#### Problem statement
Reproduce the lines from the one holding "Exercise. Point to the yellow tank" to the end of the entries. Include both ends and change nothing.

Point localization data
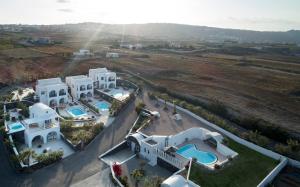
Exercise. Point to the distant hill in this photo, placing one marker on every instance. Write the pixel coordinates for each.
(179, 32)
(167, 31)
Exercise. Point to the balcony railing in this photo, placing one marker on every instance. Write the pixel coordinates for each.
(89, 87)
(52, 95)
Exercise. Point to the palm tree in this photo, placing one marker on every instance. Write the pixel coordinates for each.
(26, 154)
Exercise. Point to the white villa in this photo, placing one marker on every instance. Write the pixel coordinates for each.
(41, 128)
(52, 92)
(103, 78)
(83, 52)
(81, 86)
(172, 149)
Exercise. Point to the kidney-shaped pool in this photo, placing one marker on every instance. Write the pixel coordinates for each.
(190, 151)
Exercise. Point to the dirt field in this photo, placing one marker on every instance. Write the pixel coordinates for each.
(249, 85)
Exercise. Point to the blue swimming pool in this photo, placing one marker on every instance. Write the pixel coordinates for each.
(190, 151)
(102, 105)
(76, 112)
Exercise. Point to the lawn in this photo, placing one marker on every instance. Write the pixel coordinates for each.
(248, 169)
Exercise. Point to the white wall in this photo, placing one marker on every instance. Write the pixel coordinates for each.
(266, 152)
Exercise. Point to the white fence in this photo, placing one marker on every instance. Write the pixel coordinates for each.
(266, 152)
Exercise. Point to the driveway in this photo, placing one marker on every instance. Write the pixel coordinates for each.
(76, 167)
(166, 125)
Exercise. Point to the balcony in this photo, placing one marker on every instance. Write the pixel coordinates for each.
(111, 79)
(89, 87)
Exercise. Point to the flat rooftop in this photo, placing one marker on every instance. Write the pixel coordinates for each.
(166, 125)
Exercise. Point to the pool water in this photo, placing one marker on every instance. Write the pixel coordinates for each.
(102, 106)
(190, 151)
(76, 111)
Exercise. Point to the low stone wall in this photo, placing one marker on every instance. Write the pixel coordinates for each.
(270, 177)
(105, 96)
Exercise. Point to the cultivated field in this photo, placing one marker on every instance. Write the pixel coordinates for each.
(249, 85)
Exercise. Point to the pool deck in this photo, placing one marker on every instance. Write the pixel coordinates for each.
(202, 146)
(115, 92)
(135, 163)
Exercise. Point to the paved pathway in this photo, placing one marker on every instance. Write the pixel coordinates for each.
(78, 166)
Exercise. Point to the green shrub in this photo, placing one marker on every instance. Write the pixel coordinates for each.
(97, 128)
(139, 107)
(49, 158)
(283, 149)
(24, 109)
(151, 96)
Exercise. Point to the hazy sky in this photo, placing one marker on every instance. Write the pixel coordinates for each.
(242, 14)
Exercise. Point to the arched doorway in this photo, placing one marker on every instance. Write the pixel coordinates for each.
(37, 140)
(52, 136)
(111, 85)
(62, 92)
(82, 95)
(52, 93)
(82, 88)
(89, 86)
(89, 94)
(133, 141)
(53, 103)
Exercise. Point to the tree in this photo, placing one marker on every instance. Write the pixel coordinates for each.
(154, 181)
(26, 154)
(174, 108)
(117, 169)
(137, 175)
(166, 106)
(139, 107)
(20, 91)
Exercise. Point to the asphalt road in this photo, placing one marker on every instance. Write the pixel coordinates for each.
(76, 167)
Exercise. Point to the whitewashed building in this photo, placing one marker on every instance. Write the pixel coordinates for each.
(42, 126)
(81, 86)
(103, 78)
(52, 92)
(156, 146)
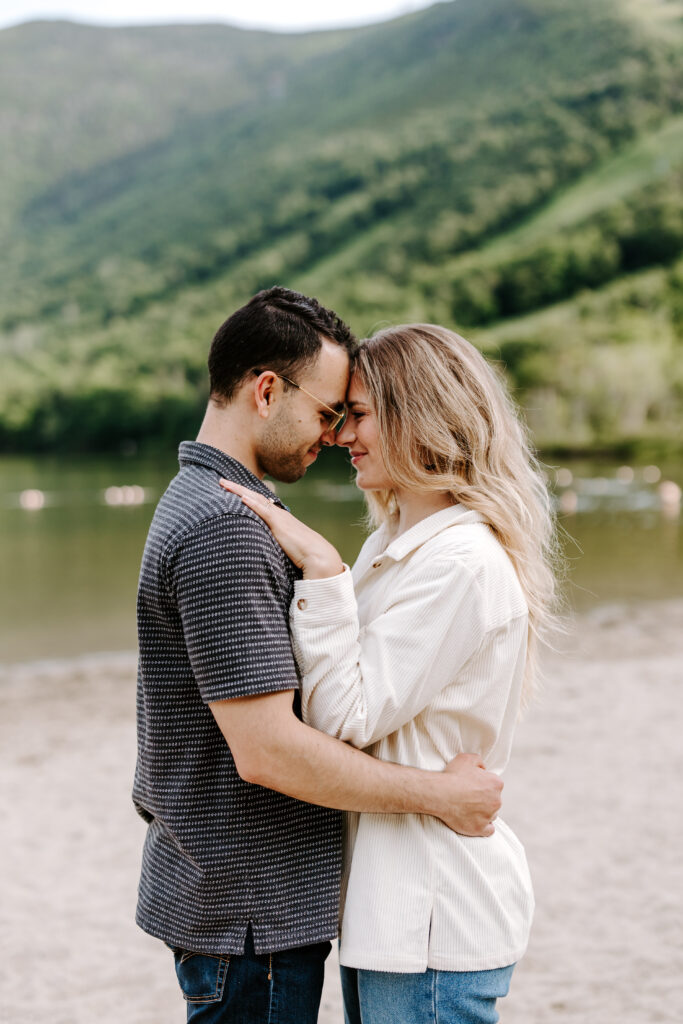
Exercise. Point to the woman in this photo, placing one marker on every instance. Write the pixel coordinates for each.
(427, 651)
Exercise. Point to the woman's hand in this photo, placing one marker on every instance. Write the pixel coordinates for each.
(307, 549)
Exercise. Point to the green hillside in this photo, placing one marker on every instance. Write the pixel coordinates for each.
(513, 168)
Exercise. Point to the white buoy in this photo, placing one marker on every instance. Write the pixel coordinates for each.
(670, 498)
(114, 496)
(32, 500)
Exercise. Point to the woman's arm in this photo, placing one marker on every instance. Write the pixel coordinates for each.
(360, 687)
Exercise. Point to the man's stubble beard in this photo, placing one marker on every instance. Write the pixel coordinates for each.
(278, 453)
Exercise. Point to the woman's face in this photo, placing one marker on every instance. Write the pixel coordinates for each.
(360, 435)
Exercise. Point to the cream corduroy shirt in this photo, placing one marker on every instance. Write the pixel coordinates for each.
(416, 656)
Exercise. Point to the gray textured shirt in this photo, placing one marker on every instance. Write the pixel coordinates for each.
(212, 611)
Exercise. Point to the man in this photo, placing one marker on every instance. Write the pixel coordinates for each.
(241, 867)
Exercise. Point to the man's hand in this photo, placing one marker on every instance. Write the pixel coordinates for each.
(471, 797)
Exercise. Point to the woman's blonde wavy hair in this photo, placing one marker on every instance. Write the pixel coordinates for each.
(446, 423)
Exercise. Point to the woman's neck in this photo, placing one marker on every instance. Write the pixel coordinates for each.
(414, 506)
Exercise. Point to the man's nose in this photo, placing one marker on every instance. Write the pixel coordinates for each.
(329, 437)
(344, 435)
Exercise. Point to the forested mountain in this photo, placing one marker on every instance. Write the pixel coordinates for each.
(512, 168)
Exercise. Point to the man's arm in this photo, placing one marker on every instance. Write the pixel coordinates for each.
(271, 748)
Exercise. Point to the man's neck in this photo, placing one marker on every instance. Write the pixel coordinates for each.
(224, 429)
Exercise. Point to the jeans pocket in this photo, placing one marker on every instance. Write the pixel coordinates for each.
(201, 976)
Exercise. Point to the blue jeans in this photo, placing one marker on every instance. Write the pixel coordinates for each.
(432, 997)
(250, 988)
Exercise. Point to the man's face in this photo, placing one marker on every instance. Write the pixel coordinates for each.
(293, 436)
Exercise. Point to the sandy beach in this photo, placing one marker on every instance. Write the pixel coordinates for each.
(593, 792)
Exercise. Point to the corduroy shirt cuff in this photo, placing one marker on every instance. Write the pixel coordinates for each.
(324, 601)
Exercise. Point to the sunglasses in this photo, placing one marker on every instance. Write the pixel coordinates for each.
(334, 417)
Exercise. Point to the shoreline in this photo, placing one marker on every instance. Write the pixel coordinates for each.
(595, 772)
(602, 616)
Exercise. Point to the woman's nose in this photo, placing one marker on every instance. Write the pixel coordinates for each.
(344, 435)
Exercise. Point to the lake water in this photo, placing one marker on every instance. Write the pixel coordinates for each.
(72, 532)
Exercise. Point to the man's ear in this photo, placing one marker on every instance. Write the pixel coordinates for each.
(264, 392)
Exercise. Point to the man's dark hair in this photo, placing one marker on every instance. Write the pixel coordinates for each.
(276, 330)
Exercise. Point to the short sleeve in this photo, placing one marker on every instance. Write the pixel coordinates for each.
(232, 595)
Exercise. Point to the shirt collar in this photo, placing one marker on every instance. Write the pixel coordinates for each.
(430, 526)
(198, 454)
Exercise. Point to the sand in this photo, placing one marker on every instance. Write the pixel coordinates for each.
(593, 792)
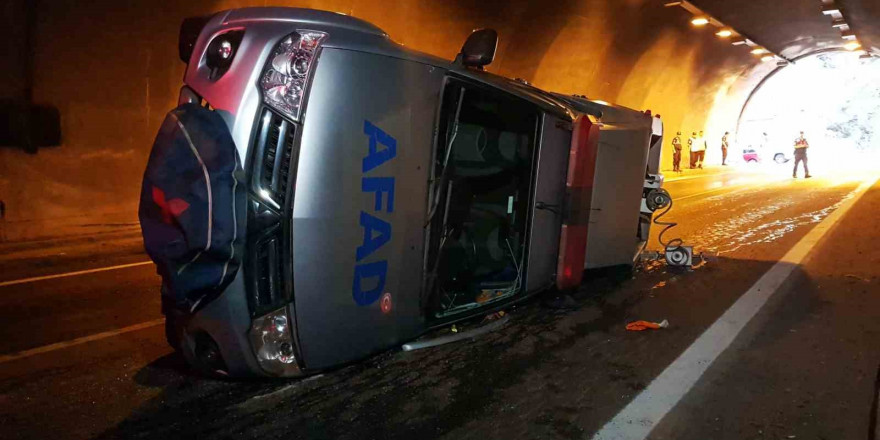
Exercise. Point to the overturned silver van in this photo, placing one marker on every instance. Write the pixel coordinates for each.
(389, 192)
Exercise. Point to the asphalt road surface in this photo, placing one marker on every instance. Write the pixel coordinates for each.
(83, 355)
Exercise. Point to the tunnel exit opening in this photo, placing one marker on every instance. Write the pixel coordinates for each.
(833, 97)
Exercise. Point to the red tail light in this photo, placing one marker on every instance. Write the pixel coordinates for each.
(579, 194)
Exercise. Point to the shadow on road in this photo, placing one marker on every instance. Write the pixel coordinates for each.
(552, 373)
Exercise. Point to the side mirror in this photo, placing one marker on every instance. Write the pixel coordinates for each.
(479, 49)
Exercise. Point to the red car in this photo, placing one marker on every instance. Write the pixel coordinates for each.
(751, 156)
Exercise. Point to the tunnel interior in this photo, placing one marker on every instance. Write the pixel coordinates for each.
(833, 97)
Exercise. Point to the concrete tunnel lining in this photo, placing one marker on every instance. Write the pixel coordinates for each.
(113, 91)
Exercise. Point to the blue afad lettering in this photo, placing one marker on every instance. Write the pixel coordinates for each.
(370, 276)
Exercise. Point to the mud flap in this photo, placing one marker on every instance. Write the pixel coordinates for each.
(192, 208)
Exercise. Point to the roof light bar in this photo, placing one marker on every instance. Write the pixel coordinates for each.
(830, 9)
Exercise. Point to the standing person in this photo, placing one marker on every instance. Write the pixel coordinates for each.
(676, 153)
(692, 155)
(724, 146)
(700, 150)
(800, 155)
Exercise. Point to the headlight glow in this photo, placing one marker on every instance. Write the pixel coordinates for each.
(286, 74)
(273, 344)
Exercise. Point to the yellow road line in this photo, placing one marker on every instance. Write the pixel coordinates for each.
(71, 274)
(699, 176)
(707, 192)
(651, 405)
(78, 341)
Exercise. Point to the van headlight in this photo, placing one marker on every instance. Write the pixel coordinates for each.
(286, 74)
(273, 344)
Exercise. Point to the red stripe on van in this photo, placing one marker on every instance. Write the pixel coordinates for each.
(579, 195)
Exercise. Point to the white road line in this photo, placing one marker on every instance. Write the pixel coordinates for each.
(71, 274)
(638, 419)
(78, 341)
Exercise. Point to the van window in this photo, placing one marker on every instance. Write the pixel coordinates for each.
(480, 197)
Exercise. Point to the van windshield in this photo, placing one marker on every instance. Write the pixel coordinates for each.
(480, 199)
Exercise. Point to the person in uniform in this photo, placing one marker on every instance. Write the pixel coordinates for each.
(676, 152)
(724, 146)
(800, 155)
(700, 150)
(692, 155)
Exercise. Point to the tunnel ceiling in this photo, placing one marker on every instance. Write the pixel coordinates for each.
(794, 28)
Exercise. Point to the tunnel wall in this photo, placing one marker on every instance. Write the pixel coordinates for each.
(111, 68)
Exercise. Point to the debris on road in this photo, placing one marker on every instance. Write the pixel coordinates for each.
(638, 326)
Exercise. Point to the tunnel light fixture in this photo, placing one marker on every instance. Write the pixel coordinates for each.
(830, 9)
(852, 45)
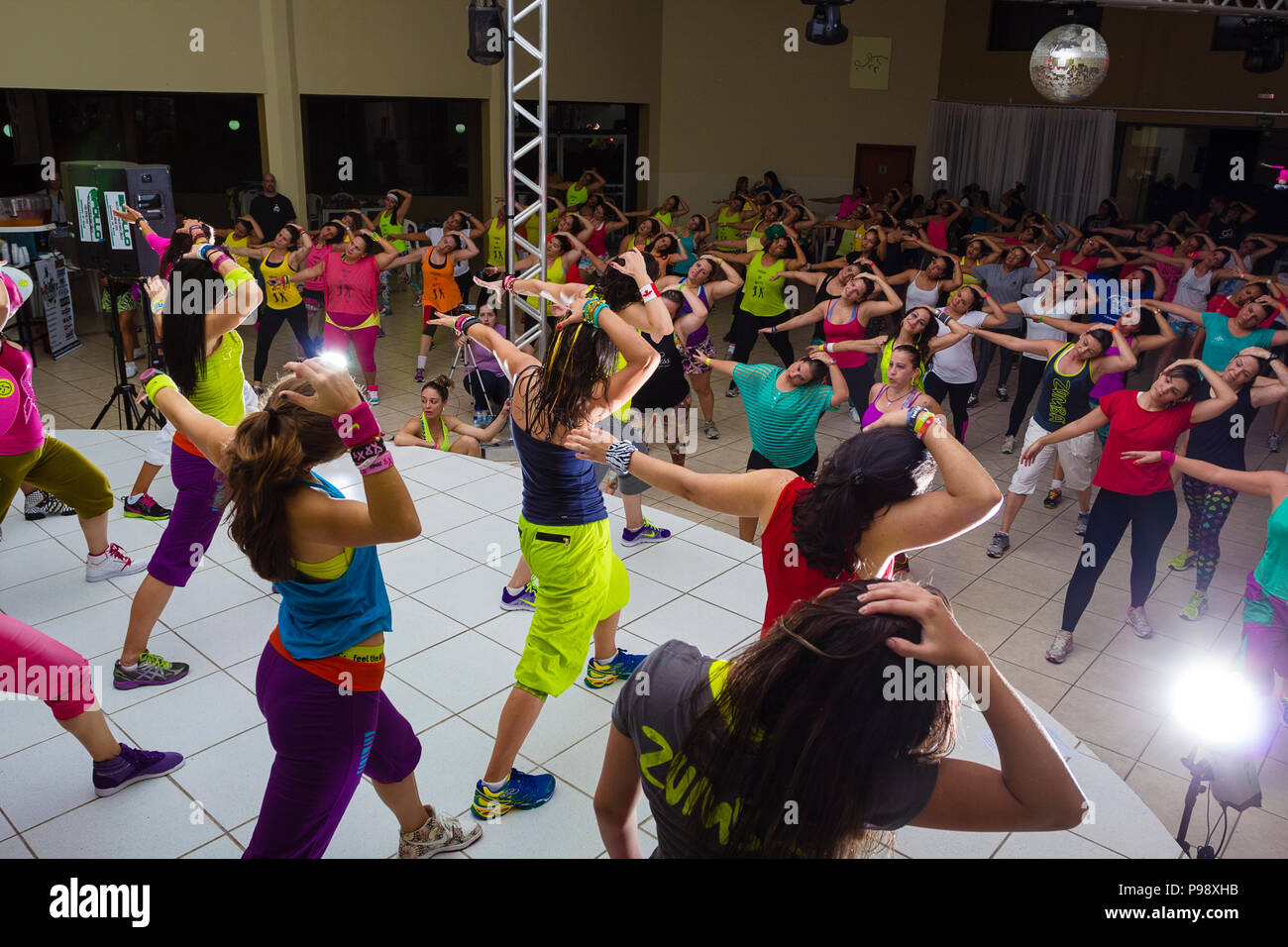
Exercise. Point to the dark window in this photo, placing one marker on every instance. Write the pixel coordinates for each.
(1016, 26)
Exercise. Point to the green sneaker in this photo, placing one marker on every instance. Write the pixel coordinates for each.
(1197, 607)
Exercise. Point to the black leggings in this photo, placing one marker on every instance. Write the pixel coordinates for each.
(1030, 377)
(746, 330)
(1150, 517)
(958, 393)
(494, 386)
(859, 381)
(271, 320)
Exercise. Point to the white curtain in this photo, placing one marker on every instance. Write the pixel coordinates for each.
(1064, 157)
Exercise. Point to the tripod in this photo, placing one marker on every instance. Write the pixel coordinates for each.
(134, 415)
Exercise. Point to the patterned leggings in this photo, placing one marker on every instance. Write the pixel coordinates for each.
(1210, 505)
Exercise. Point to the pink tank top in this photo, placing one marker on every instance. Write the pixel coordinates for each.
(845, 331)
(26, 433)
(351, 287)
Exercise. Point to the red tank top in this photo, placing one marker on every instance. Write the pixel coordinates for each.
(787, 578)
(845, 331)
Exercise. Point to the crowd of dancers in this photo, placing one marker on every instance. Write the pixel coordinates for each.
(907, 315)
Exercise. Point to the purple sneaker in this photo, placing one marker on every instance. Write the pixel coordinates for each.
(524, 600)
(130, 767)
(645, 534)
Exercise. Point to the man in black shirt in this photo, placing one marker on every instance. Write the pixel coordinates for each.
(271, 211)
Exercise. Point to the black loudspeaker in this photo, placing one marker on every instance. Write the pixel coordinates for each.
(98, 240)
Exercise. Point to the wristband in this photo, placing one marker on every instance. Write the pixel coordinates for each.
(357, 425)
(619, 457)
(155, 381)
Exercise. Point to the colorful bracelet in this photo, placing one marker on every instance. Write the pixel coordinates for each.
(357, 425)
(619, 457)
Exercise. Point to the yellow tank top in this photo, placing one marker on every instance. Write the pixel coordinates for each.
(231, 241)
(279, 296)
(441, 442)
(764, 296)
(496, 244)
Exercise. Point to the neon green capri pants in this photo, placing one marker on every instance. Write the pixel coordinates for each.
(580, 582)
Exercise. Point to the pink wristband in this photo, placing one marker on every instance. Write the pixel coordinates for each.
(357, 425)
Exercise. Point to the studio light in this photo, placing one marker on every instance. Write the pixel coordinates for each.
(825, 27)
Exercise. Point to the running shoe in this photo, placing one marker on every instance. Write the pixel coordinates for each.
(439, 835)
(1060, 647)
(520, 791)
(645, 534)
(619, 668)
(1138, 622)
(146, 508)
(112, 564)
(1196, 608)
(526, 600)
(130, 767)
(151, 671)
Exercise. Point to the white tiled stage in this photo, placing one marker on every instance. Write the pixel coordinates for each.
(451, 659)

#### Exercise result
Exercise. Point to the yellow tank top in this photo, placing one marker on every instance. Write the pixel coordinates for each.
(231, 241)
(279, 296)
(441, 442)
(764, 296)
(496, 244)
Exercise. Point to the neon green capri pants in this photo, placing one marker on every instance. Write the pixel coordinates for each.
(580, 582)
Exercise. Point to the pink wristband in this photo, placing one marker on every instance. Write the pixel coordinates for each.
(357, 425)
Exercise. Point to the studio light in this photo, placing one marker on every instance. Write the pixel coordinates for each.
(825, 27)
Exercise. Point to the running shoe in this photo, placing one marker on every instance. Write the pixel coordinates for each.
(439, 835)
(1060, 647)
(520, 791)
(645, 534)
(619, 668)
(1138, 622)
(146, 508)
(112, 564)
(1196, 608)
(526, 600)
(130, 767)
(151, 671)
Exercise. Point to the white tiled stage in this photo, placing one marker on every instance. Write the pixel coordinates for each.
(451, 659)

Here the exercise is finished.